● What is required:
Look through the data below, and copy each line that carries the word "target".

****

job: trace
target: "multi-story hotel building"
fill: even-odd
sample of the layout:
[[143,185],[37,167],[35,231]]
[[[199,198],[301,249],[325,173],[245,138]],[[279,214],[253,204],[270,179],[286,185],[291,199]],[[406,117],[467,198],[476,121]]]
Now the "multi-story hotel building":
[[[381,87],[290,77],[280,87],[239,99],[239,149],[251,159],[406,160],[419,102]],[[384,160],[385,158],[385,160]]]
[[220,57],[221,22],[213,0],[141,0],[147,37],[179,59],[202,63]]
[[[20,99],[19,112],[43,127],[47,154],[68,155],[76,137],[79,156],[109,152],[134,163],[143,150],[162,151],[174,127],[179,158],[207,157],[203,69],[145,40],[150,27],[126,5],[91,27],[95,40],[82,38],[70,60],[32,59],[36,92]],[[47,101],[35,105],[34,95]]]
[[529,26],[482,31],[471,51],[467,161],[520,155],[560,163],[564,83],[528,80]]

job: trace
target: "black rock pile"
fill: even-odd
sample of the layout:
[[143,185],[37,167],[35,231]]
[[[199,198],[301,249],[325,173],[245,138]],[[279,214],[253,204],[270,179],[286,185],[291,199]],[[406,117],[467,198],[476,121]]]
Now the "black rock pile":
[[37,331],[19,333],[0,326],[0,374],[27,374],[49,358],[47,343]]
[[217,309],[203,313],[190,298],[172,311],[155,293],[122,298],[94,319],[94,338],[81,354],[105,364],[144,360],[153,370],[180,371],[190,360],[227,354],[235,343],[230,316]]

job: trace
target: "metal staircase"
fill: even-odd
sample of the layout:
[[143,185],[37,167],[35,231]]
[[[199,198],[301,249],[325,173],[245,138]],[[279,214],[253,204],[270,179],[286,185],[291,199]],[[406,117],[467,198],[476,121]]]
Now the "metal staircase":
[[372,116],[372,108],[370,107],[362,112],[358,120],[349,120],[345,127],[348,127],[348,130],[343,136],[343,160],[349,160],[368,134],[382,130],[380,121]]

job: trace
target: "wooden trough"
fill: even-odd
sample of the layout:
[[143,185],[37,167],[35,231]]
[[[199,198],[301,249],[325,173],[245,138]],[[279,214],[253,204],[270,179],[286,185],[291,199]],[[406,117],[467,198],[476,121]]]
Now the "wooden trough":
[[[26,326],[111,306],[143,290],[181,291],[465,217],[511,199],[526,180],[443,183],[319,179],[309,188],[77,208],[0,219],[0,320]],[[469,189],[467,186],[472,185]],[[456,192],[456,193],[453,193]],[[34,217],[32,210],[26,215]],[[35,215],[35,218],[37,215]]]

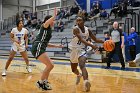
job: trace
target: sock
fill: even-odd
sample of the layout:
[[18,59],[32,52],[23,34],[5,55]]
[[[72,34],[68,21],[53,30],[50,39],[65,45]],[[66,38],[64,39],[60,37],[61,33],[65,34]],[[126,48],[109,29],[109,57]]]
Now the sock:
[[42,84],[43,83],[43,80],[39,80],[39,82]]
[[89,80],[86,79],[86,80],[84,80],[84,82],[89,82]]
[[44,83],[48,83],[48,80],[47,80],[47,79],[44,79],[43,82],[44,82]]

****

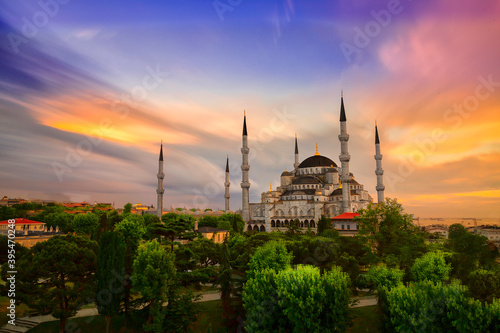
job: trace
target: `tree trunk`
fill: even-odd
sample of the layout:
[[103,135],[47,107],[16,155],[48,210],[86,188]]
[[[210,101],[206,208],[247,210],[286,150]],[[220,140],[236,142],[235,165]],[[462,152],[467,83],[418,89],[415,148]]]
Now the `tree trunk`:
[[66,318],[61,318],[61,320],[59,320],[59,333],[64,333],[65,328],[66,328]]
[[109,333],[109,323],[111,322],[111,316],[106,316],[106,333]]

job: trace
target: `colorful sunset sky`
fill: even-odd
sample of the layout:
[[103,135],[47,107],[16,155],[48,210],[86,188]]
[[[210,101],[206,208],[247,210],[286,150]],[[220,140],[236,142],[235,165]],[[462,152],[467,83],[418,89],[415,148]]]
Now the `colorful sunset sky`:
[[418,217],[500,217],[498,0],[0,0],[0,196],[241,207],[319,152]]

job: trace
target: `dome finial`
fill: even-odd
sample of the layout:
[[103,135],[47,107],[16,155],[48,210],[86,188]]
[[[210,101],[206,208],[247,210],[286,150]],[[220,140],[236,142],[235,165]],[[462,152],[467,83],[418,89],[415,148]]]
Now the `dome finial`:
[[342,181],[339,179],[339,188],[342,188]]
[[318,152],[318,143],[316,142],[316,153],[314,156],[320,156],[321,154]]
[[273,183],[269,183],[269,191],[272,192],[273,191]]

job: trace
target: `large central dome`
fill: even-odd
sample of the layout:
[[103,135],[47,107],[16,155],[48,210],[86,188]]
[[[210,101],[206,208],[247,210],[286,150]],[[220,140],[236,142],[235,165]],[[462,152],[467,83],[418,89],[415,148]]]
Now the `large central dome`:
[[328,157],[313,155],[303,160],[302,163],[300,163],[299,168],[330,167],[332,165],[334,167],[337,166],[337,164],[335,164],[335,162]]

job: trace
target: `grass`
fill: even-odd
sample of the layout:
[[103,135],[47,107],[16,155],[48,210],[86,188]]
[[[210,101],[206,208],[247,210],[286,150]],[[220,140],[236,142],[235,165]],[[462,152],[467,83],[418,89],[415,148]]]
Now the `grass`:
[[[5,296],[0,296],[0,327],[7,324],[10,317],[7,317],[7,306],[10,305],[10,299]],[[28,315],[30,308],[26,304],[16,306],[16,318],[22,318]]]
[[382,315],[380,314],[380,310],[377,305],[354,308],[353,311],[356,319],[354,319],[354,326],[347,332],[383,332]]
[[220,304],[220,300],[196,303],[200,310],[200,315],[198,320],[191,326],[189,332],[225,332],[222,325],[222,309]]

****

● Exercise output:
target: "multi-story hotel building"
target: "black rock pile"
target: "metal staircase"
target: "wooden trough"
target: sock
target: `tree trunk`
target: `colorful sunset sky`
target: `dome finial`
target: `large central dome`
target: `grass`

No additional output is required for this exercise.